• Directions for this task:
If pictures are present, leave them out, and copy the data word for word.

• Material to process:

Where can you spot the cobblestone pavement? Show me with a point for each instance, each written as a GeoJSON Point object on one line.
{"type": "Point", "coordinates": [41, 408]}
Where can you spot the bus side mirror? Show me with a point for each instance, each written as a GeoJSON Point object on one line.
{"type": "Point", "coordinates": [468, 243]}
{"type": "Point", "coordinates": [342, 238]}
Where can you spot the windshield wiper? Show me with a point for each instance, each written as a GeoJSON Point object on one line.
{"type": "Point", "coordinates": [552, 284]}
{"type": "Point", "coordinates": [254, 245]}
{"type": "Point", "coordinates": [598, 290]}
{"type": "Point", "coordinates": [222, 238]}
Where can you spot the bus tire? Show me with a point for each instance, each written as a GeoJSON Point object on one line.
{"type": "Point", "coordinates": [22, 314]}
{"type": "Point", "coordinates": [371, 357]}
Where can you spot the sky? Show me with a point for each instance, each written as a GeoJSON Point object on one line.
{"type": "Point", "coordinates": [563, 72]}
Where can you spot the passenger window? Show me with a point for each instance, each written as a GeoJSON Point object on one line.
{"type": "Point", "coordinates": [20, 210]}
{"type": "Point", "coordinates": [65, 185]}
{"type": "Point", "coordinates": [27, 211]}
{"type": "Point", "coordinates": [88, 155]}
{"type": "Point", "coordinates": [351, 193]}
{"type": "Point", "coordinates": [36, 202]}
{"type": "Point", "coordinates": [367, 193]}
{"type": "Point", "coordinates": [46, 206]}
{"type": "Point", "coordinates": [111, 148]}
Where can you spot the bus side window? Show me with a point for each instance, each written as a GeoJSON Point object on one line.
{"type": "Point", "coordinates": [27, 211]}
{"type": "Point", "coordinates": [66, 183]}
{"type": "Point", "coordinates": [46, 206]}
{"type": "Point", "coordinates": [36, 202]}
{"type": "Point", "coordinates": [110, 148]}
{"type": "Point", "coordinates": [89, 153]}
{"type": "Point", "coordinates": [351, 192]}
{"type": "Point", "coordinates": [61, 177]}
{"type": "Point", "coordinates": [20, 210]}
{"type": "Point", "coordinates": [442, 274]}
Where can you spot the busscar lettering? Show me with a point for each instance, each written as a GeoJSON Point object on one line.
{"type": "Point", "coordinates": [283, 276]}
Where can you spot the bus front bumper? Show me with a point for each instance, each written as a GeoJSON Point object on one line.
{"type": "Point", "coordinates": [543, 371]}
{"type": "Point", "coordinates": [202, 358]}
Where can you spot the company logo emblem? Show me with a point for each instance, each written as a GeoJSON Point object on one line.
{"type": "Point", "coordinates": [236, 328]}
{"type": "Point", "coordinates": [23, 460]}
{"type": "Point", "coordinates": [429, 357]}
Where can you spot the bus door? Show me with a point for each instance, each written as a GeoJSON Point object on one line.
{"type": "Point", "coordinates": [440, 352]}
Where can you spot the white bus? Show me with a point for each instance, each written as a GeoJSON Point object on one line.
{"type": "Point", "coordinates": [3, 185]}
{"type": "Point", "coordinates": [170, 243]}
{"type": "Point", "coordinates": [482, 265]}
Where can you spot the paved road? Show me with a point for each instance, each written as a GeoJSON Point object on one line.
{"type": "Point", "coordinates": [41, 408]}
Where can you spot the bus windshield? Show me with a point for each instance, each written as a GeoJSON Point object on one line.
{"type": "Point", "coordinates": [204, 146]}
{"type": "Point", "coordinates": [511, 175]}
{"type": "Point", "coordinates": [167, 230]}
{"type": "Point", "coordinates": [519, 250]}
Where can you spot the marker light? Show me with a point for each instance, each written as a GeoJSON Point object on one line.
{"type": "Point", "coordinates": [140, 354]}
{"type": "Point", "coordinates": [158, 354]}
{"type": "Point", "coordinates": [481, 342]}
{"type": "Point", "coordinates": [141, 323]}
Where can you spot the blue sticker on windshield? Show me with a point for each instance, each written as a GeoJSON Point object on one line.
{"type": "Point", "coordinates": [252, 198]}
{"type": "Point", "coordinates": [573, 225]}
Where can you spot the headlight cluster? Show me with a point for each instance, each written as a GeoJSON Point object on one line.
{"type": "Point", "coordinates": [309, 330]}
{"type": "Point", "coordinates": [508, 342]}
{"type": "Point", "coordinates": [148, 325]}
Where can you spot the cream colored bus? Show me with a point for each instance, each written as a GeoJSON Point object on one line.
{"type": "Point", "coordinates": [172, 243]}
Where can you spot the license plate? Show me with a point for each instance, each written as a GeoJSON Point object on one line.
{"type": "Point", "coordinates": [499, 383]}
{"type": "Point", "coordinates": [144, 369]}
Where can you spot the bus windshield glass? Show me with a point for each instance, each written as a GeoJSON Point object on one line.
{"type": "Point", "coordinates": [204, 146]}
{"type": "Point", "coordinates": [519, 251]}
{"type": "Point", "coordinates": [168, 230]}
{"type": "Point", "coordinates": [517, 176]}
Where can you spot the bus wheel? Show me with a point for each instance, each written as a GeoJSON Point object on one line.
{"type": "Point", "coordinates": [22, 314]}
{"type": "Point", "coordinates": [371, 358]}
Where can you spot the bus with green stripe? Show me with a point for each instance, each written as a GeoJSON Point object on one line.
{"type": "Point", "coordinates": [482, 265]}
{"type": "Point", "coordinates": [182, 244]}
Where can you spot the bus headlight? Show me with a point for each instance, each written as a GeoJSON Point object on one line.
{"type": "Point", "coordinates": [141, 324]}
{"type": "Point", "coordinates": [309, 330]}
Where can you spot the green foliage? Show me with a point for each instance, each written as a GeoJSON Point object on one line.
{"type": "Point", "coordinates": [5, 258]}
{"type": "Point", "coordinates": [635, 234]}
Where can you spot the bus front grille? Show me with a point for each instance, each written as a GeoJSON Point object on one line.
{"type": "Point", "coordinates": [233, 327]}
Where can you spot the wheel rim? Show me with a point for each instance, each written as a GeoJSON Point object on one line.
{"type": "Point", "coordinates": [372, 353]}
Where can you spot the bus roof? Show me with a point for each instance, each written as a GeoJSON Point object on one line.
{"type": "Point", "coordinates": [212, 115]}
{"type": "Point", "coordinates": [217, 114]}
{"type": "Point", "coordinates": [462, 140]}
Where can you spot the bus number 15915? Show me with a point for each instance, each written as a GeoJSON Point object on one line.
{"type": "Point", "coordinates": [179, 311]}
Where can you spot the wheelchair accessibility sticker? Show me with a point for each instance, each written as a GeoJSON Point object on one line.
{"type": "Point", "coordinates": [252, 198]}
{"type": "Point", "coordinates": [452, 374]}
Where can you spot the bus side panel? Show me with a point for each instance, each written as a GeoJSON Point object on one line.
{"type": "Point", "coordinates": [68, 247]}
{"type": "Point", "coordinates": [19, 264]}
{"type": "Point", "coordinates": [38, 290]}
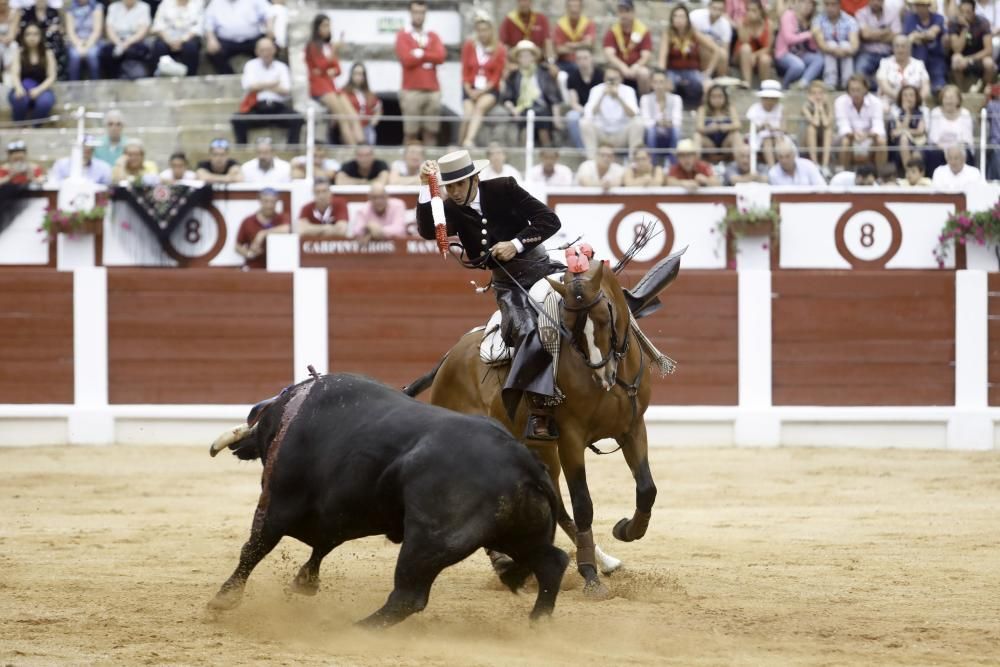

• Solution for this exercise:
Where can you spot the cobblestone pavement? Show me with a point for each instance, each written as a GeoJSON Point object on one line.
{"type": "Point", "coordinates": [41, 408]}
Where can you spot the bus side mirror? Show me with a point for each instance, each written as a GeoJSON Point object on one line.
{"type": "Point", "coordinates": [468, 243]}
{"type": "Point", "coordinates": [342, 238]}
Where can you spot the windshield wiper? Show me with a point for each instance, each written as a GeoJSON Point object on one line.
{"type": "Point", "coordinates": [552, 284]}
{"type": "Point", "coordinates": [254, 245]}
{"type": "Point", "coordinates": [598, 290]}
{"type": "Point", "coordinates": [222, 238]}
Where can you spot the bus tire? Show me with a point for each instance, each written as a GeoJSON Point object on one line.
{"type": "Point", "coordinates": [22, 314]}
{"type": "Point", "coordinates": [371, 357]}
Where can you spot the sky? Show me with a point for each instance, each written as a GeoJSON Point object on one line.
{"type": "Point", "coordinates": [563, 72]}
Where can you spot the passenger window? Show me with a point for each instance, each written as a GeoJSON Point object on one line.
{"type": "Point", "coordinates": [20, 210]}
{"type": "Point", "coordinates": [65, 185]}
{"type": "Point", "coordinates": [27, 211]}
{"type": "Point", "coordinates": [88, 155]}
{"type": "Point", "coordinates": [351, 193]}
{"type": "Point", "coordinates": [36, 202]}
{"type": "Point", "coordinates": [367, 193]}
{"type": "Point", "coordinates": [46, 206]}
{"type": "Point", "coordinates": [111, 148]}
Where can you spot the bus side window? Show me with a point for each instance, each written as a GeoJSON Point object on one line.
{"type": "Point", "coordinates": [27, 211]}
{"type": "Point", "coordinates": [66, 183]}
{"type": "Point", "coordinates": [46, 206]}
{"type": "Point", "coordinates": [36, 202]}
{"type": "Point", "coordinates": [110, 148]}
{"type": "Point", "coordinates": [89, 153]}
{"type": "Point", "coordinates": [351, 192]}
{"type": "Point", "coordinates": [61, 177]}
{"type": "Point", "coordinates": [20, 210]}
{"type": "Point", "coordinates": [442, 274]}
Where can you spot the busscar lettering? Show me with a point for each instance, each written as a GeoJSON Point object on one line.
{"type": "Point", "coordinates": [283, 276]}
Where can you spot the bus front bumper? Show me with a point for each instance, each written as a GeoJSON Point object on one line.
{"type": "Point", "coordinates": [543, 371]}
{"type": "Point", "coordinates": [202, 358]}
Where can you spot the company logo emblem? Show me with a point for each instance, each written as a GeoJSON Point object on one line.
{"type": "Point", "coordinates": [236, 328]}
{"type": "Point", "coordinates": [23, 460]}
{"type": "Point", "coordinates": [429, 357]}
Where can you spot the bus door? Show me with a point for each instance, each written as a GeoJSON Point object on one line.
{"type": "Point", "coordinates": [440, 352]}
Where can you spot the white bus? Show me with a point for each instance, each written as a GeoJSON Point object on one line.
{"type": "Point", "coordinates": [3, 185]}
{"type": "Point", "coordinates": [170, 243]}
{"type": "Point", "coordinates": [482, 265]}
Where can you spot the paved road? Show me with a point for each instance, each written as a GeoJSON Point object on one line.
{"type": "Point", "coordinates": [41, 408]}
Where can you spot the bus windshield? Show me with a point for each instance, each written as a GeoJSON Point object on one line.
{"type": "Point", "coordinates": [204, 146]}
{"type": "Point", "coordinates": [511, 175]}
{"type": "Point", "coordinates": [167, 230]}
{"type": "Point", "coordinates": [519, 250]}
Where can you spot the marker light? Show me with a point for each instance, each written as a GeoJSON Point object on one line.
{"type": "Point", "coordinates": [140, 354]}
{"type": "Point", "coordinates": [158, 354]}
{"type": "Point", "coordinates": [481, 342]}
{"type": "Point", "coordinates": [141, 323]}
Where can you spot the blue sticker on windshield? Show me with a point for each instance, each written as a GeoJSON Point object on one line.
{"type": "Point", "coordinates": [252, 198]}
{"type": "Point", "coordinates": [573, 225]}
Where can you spot the headlight cluster? Show me with a point for each instance, each written as a GeoJSON Point object on one line.
{"type": "Point", "coordinates": [309, 330]}
{"type": "Point", "coordinates": [508, 342]}
{"type": "Point", "coordinates": [148, 325]}
Where can you spot the cream colored bus? Show me with a point for each instance, each written as a GeoJSON Point object on one line.
{"type": "Point", "coordinates": [172, 243]}
Where can you spot the license plate? Show me with a point for each instance, each written as a GeoJSON Point object on one line.
{"type": "Point", "coordinates": [499, 383]}
{"type": "Point", "coordinates": [144, 369]}
Where can you spot the bus windshield glass? Show me with a point for each instance, each written as a GeoJSON Point object on one line.
{"type": "Point", "coordinates": [204, 146]}
{"type": "Point", "coordinates": [519, 251]}
{"type": "Point", "coordinates": [168, 230]}
{"type": "Point", "coordinates": [517, 176]}
Where can you spot the bus wheel? Show me with a point for each instance, each written as a GeoJSON Point object on one line.
{"type": "Point", "coordinates": [22, 314]}
{"type": "Point", "coordinates": [371, 358]}
Where can you spot the bus with green stripe? Show me with a point for each instance, each written as a GeoJSON Point object on one line.
{"type": "Point", "coordinates": [482, 265]}
{"type": "Point", "coordinates": [182, 244]}
Where can you spot the bus headlight? Show me with a point for each instance, each written as a GeoJSON Point object on one line.
{"type": "Point", "coordinates": [141, 324]}
{"type": "Point", "coordinates": [309, 330]}
Where can you spot the green foliage? Show me with a point for each instance, each written as a GeoJSON Point object on one line.
{"type": "Point", "coordinates": [5, 258]}
{"type": "Point", "coordinates": [635, 234]}
Where can you spot the bus front grille? Show me with a point for each instance, each written as a GeoJSON Point object on one line.
{"type": "Point", "coordinates": [233, 327]}
Where can you spot the wheel rim? Show me with a point for each instance, each written as a GeoJSON Point object on one line.
{"type": "Point", "coordinates": [372, 353]}
Where can you spot the bus roof? Show me with a point for each instance, each written as a GeoJSON Point object on one line.
{"type": "Point", "coordinates": [212, 115]}
{"type": "Point", "coordinates": [217, 114]}
{"type": "Point", "coordinates": [462, 140]}
Where can you spot the bus number 15915? Show me with a point for each instance, each written as a GeoJSON Point object on one line.
{"type": "Point", "coordinates": [179, 311]}
Where can you spot the wheelchair accessibility sticker? Show me with a point for each instance, each written as a GeoJSON Point object on one line.
{"type": "Point", "coordinates": [252, 198]}
{"type": "Point", "coordinates": [452, 374]}
Where can you spot the bus side panel? Show me with a point for each instance, each written as a GeoJSON Point object on one line.
{"type": "Point", "coordinates": [68, 247]}
{"type": "Point", "coordinates": [19, 264]}
{"type": "Point", "coordinates": [38, 290]}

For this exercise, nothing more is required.